# Exercise requirements
Repeat every entry exactly. Pictures stay out.

BEGIN Data for analysis

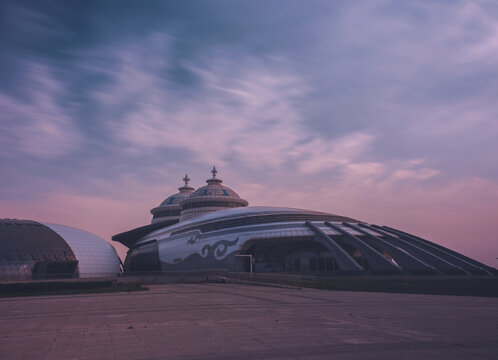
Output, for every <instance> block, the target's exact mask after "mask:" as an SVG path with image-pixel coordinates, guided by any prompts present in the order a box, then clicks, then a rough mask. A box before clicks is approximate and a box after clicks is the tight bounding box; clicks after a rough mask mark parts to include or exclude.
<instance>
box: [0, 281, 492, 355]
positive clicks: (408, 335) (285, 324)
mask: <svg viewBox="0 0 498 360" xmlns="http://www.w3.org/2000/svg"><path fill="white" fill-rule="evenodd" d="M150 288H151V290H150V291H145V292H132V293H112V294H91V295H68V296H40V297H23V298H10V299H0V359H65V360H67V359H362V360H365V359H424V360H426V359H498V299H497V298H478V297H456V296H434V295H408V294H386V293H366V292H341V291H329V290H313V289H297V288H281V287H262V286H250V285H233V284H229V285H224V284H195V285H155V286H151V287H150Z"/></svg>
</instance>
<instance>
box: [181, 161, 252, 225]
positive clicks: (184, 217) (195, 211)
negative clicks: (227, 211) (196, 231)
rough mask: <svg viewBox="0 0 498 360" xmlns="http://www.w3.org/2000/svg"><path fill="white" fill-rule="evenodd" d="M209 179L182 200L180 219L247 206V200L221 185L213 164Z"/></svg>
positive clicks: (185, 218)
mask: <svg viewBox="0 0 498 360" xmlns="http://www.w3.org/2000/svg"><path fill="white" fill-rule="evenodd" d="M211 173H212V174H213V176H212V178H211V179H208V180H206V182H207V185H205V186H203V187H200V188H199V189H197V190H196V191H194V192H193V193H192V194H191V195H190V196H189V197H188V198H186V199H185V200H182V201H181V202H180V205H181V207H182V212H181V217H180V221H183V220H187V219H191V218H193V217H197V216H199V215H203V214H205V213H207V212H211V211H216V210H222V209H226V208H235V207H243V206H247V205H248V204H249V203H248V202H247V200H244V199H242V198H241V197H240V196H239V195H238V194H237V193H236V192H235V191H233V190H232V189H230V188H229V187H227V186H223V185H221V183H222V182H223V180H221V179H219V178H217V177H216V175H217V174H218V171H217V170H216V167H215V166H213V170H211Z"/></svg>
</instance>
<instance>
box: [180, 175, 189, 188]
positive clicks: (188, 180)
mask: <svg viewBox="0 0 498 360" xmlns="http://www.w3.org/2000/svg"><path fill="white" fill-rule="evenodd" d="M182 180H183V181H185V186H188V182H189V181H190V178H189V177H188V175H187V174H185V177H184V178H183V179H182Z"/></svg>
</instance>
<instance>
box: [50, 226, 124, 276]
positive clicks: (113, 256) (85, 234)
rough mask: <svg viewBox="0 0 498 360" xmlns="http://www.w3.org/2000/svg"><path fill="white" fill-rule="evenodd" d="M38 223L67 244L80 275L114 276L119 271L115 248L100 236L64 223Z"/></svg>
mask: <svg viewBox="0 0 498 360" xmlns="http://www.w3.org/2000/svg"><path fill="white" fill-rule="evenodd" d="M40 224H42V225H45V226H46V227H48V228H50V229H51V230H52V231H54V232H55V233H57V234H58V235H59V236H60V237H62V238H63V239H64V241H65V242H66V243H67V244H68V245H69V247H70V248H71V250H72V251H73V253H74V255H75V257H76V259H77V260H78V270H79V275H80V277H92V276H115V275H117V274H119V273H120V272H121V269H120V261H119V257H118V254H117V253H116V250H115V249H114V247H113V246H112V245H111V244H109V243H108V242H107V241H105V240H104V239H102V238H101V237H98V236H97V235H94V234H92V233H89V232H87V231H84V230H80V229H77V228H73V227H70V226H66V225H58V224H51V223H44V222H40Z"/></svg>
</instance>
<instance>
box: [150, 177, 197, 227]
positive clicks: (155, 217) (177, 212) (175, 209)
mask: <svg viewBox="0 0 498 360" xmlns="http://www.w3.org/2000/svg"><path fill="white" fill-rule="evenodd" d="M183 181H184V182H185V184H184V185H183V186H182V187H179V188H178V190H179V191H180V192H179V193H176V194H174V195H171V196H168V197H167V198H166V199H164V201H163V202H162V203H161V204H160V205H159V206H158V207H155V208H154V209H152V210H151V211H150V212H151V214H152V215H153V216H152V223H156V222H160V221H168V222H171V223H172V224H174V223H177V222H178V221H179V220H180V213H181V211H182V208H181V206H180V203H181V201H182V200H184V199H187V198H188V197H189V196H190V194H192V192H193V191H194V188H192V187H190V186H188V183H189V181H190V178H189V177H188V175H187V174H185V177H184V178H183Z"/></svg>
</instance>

END Data for analysis

# Completed task
Output, for every <instance> block, the target's exact mask after "mask:" as an SVG path with image-pixel coordinates, guided by any prompts present in the order a box, then clicks, then a rough mask. A box before clicks is approximate and a box after clicks is the tight bounding box; clicks after a rough mask mark parts to include or exclude.
<instance>
box: [0, 281, 492, 355]
positive clicks: (408, 335) (285, 324)
mask: <svg viewBox="0 0 498 360" xmlns="http://www.w3.org/2000/svg"><path fill="white" fill-rule="evenodd" d="M150 288H151V290H150V291H145V292H132V293H112V294H91V295H68V296H40V297H23V298H10V299H0V359H65V360H67V359H362V360H365V359H424V360H426V359H498V299H497V298H478V297H456V296H434V295H408V294H386V293H366V292H341V291H329V290H313V289H297V288H281V287H262V286H250V285H233V284H229V285H224V284H195V285H155V286H151V287H150Z"/></svg>
</instance>
<instance>
box: [181, 161, 252, 225]
positive clicks: (184, 217) (195, 211)
negative clicks: (227, 211) (196, 231)
rough mask: <svg viewBox="0 0 498 360" xmlns="http://www.w3.org/2000/svg"><path fill="white" fill-rule="evenodd" d="M209 179L182 200L180 219L247 206V200L221 185L213 164Z"/></svg>
positive clicks: (185, 218)
mask: <svg viewBox="0 0 498 360" xmlns="http://www.w3.org/2000/svg"><path fill="white" fill-rule="evenodd" d="M211 173H212V174H213V176H212V178H211V179H208V180H206V182H207V185H205V186H203V187H200V188H199V189H197V190H196V191H194V192H193V193H192V194H191V195H190V196H189V197H188V198H186V199H185V200H182V201H181V202H180V205H181V207H182V212H181V217H180V221H183V220H187V219H191V218H193V217H197V216H199V215H203V214H205V213H207V212H211V211H216V210H222V209H226V208H235V207H243V206H247V205H248V204H249V203H248V202H247V200H244V199H242V198H241V197H240V196H239V195H238V194H237V193H236V192H235V191H233V190H232V189H230V188H229V187H227V186H223V185H221V183H222V182H223V180H221V179H219V178H217V177H216V175H217V174H218V171H217V170H216V167H215V166H213V170H211Z"/></svg>
</instance>
<instance>
box: [180, 175, 189, 188]
positive clicks: (188, 180)
mask: <svg viewBox="0 0 498 360" xmlns="http://www.w3.org/2000/svg"><path fill="white" fill-rule="evenodd" d="M182 180H183V181H185V186H188V182H189V181H190V178H189V177H188V175H187V174H185V177H184V178H183V179H182Z"/></svg>
</instance>
<instance>
box: [50, 226, 124, 276]
positive clicks: (113, 256) (85, 234)
rough mask: <svg viewBox="0 0 498 360" xmlns="http://www.w3.org/2000/svg"><path fill="white" fill-rule="evenodd" d="M38 223L67 244L80 275L114 276L119 271L115 248L100 236L64 223Z"/></svg>
mask: <svg viewBox="0 0 498 360" xmlns="http://www.w3.org/2000/svg"><path fill="white" fill-rule="evenodd" d="M40 224H42V225H45V226H46V227H48V228H50V229H51V230H52V231H54V232H55V233H57V234H58V235H59V236H60V237H62V238H63V239H64V241H65V242H66V243H67V244H68V245H69V247H70V248H71V250H72V251H73V253H74V255H75V257H76V259H77V260H78V270H79V275H80V277H92V276H115V275H117V274H119V273H120V272H121V269H120V261H119V257H118V254H117V253H116V250H115V249H114V247H113V246H112V245H111V244H109V243H108V242H107V241H105V240H104V239H102V238H101V237H98V236H97V235H94V234H92V233H89V232H87V231H84V230H80V229H77V228H73V227H70V226H66V225H58V224H51V223H44V222H40Z"/></svg>
</instance>
<instance>
box: [150, 177, 197, 227]
positive clicks: (155, 217) (177, 212) (175, 209)
mask: <svg viewBox="0 0 498 360" xmlns="http://www.w3.org/2000/svg"><path fill="white" fill-rule="evenodd" d="M183 181H184V182H185V184H184V185H183V186H182V187H179V188H178V190H179V191H180V192H179V193H176V194H174V195H171V196H168V197H167V198H166V199H164V201H163V202H162V203H161V204H160V205H159V206H158V207H155V208H154V209H152V210H151V211H150V212H151V214H152V215H153V216H152V223H156V222H160V221H168V222H171V223H172V224H174V223H177V222H178V221H179V220H180V213H181V211H182V208H181V206H180V203H181V201H182V200H184V199H187V198H188V197H189V196H190V194H192V192H193V191H194V188H192V187H190V186H188V183H189V181H190V178H189V177H188V175H187V174H185V177H184V178H183Z"/></svg>
</instance>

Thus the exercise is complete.